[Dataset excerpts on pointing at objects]
··········

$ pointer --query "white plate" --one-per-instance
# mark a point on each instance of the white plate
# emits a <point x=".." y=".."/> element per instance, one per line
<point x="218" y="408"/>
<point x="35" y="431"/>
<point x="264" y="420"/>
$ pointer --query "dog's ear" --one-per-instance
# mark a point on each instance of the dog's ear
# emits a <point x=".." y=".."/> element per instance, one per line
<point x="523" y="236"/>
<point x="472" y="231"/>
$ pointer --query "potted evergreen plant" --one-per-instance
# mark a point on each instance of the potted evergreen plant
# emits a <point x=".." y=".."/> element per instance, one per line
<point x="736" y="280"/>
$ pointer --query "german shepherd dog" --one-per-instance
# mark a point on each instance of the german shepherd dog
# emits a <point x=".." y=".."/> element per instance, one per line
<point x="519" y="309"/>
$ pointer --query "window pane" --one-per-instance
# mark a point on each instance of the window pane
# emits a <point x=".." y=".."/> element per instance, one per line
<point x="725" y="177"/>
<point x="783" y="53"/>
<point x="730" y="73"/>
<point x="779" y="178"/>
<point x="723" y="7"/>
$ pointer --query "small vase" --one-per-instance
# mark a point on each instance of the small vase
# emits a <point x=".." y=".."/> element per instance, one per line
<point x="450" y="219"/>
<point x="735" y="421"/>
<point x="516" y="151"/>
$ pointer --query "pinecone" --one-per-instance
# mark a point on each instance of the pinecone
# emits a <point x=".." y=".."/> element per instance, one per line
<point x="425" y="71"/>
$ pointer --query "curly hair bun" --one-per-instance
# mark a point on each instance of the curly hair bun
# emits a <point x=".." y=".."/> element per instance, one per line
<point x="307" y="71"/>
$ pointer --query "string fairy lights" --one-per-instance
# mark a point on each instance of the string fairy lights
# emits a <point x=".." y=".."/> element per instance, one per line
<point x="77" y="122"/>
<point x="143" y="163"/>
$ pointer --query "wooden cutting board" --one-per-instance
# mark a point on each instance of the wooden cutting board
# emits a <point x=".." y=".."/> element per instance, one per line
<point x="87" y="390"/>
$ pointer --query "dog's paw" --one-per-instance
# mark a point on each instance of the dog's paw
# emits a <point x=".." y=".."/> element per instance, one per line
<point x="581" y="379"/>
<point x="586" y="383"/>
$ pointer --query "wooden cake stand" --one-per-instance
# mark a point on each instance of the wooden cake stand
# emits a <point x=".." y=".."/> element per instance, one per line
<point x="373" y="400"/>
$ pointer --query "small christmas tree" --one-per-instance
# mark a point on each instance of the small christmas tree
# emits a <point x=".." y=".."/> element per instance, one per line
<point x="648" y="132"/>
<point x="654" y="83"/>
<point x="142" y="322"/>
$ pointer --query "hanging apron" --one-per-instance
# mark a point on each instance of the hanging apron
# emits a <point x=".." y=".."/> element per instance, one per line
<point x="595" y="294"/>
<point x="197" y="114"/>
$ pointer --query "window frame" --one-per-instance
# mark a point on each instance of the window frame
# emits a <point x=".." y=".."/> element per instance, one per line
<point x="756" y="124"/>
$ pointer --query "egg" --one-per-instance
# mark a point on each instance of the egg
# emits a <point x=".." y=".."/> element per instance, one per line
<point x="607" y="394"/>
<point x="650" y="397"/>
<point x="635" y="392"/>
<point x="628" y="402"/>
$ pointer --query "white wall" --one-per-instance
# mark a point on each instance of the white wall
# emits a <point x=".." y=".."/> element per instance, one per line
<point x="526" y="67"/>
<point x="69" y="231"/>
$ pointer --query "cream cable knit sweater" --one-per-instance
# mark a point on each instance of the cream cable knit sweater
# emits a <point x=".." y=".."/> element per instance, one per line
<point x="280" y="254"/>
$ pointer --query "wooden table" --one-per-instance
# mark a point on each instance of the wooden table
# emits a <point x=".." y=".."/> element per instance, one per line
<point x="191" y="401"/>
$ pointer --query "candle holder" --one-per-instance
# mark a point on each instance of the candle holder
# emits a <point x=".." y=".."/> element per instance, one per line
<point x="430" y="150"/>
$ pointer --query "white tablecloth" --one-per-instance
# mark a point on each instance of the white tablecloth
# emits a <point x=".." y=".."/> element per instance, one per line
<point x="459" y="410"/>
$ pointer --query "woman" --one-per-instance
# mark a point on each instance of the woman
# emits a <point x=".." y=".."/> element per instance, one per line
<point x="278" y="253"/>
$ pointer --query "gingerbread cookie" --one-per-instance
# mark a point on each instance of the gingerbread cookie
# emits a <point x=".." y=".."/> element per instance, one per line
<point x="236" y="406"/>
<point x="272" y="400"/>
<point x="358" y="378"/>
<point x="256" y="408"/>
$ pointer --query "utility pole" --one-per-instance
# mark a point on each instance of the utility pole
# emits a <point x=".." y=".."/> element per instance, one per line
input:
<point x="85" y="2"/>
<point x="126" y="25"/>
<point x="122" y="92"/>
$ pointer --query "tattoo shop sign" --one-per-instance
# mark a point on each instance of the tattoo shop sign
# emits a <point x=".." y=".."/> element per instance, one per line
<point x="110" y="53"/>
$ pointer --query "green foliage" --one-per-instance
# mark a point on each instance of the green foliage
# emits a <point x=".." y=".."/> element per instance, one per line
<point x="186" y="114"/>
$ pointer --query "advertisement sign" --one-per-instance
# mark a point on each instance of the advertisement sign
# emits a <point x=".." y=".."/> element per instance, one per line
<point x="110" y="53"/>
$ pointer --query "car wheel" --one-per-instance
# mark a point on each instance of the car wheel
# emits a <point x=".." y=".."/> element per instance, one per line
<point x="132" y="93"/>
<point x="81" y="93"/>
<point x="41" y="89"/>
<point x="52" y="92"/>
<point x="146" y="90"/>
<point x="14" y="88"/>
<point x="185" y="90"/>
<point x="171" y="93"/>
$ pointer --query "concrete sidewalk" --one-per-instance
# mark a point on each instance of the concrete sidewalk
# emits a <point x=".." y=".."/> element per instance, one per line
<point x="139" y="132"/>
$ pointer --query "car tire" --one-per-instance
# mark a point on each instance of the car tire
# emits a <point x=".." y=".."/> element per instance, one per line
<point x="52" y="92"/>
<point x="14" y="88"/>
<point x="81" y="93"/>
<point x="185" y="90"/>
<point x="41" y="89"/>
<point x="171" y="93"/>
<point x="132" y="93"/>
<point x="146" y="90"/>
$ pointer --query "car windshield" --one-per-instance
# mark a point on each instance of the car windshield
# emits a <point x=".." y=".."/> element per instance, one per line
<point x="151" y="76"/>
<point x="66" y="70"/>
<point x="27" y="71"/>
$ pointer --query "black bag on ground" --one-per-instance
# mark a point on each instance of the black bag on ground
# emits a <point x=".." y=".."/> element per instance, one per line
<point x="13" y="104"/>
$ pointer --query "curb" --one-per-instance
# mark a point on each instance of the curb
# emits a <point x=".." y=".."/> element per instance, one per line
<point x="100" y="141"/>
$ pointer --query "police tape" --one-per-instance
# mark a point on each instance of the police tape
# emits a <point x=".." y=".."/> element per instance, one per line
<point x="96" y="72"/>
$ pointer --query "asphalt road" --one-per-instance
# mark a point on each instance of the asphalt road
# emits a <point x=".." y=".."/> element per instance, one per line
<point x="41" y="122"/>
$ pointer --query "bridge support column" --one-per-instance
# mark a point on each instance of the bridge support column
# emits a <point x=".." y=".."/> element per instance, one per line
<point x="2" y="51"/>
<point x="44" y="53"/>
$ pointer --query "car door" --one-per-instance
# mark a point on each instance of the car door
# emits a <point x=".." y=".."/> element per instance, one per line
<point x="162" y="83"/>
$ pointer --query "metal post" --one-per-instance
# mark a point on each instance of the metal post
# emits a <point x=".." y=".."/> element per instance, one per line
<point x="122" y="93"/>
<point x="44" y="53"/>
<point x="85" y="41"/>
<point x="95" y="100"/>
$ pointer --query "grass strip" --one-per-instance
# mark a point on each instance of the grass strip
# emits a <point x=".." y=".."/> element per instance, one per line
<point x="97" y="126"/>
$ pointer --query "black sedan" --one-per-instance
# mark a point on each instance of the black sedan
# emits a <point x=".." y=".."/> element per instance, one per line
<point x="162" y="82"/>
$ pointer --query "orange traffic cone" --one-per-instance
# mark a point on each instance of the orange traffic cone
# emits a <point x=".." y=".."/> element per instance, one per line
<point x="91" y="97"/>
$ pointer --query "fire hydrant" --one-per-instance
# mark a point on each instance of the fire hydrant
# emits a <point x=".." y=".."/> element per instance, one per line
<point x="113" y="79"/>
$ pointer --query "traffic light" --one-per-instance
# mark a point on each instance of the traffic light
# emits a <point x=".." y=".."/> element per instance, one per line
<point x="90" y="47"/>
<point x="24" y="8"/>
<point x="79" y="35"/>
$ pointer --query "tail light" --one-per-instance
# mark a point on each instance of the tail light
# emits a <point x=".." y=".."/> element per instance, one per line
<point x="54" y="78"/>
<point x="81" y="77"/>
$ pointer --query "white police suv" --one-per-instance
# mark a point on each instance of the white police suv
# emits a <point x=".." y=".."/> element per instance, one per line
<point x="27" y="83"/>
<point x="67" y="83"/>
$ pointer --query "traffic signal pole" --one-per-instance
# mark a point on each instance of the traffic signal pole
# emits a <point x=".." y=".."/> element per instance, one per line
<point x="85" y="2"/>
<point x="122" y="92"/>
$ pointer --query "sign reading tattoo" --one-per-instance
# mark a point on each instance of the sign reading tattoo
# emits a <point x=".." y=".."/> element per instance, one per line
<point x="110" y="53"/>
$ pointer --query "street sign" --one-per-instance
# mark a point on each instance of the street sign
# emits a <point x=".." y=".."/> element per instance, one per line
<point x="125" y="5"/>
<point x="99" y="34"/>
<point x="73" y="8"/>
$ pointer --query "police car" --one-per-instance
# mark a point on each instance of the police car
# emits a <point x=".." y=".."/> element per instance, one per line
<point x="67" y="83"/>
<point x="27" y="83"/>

··········

__STATED GOAL__
Report each line of the records that contains the word "reading", copying every such line in full.

__WRITTEN SOLUTION__
$ pointer --query "sign reading tattoo" --one-per-instance
# mark a point on each instance of the sign reading tattoo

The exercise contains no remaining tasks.